Work to complete: Only lines that contain the word "focus" are to be returned from the data below.

(Data items)
------

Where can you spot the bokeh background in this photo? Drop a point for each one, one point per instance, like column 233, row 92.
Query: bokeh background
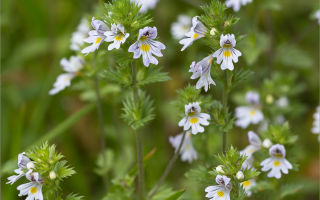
column 282, row 36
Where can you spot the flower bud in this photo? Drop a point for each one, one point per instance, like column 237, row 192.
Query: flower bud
column 30, row 165
column 240, row 175
column 52, row 175
column 219, row 169
column 266, row 143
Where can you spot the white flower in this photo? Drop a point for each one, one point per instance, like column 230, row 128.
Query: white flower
column 267, row 143
column 146, row 4
column 72, row 69
column 196, row 32
column 249, row 114
column 181, row 27
column 33, row 189
column 220, row 191
column 240, row 175
column 116, row 35
column 96, row 36
column 187, row 152
column 227, row 54
column 247, row 185
column 202, row 69
column 146, row 46
column 194, row 119
column 79, row 35
column 236, row 4
column 276, row 162
column 316, row 122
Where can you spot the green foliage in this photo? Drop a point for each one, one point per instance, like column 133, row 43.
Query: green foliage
column 137, row 111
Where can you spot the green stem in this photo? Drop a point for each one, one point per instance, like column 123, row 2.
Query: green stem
column 168, row 168
column 138, row 138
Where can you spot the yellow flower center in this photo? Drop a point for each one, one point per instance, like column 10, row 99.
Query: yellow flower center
column 227, row 53
column 98, row 40
column 220, row 193
column 246, row 183
column 33, row 190
column 193, row 120
column 145, row 47
column 276, row 163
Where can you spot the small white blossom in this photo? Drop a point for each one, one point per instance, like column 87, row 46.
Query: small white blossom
column 247, row 185
column 194, row 119
column 227, row 54
column 79, row 35
column 33, row 189
column 249, row 114
column 316, row 122
column 202, row 69
column 180, row 27
column 220, row 191
column 146, row 46
column 196, row 32
column 146, row 4
column 277, row 162
column 96, row 36
column 116, row 35
column 236, row 4
column 72, row 69
column 187, row 152
column 240, row 175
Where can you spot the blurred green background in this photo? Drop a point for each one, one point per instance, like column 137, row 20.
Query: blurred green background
column 35, row 35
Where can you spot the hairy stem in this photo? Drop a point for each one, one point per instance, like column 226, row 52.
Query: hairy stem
column 138, row 138
column 168, row 168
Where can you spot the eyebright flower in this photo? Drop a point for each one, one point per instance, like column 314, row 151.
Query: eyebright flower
column 247, row 185
column 202, row 69
column 79, row 35
column 194, row 119
column 249, row 114
column 181, row 27
column 146, row 46
column 236, row 4
column 116, row 35
column 220, row 191
column 96, row 36
column 196, row 32
column 316, row 122
column 187, row 152
column 33, row 189
column 21, row 171
column 146, row 4
column 276, row 162
column 227, row 54
column 72, row 69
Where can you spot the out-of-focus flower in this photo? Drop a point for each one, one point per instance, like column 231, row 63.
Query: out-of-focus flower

------

Written response:
Where can you spot the out-of-focus flower in this photo? Drop a point for each one, one point per instance, like column 231, row 63.
Query: out-of-focus flower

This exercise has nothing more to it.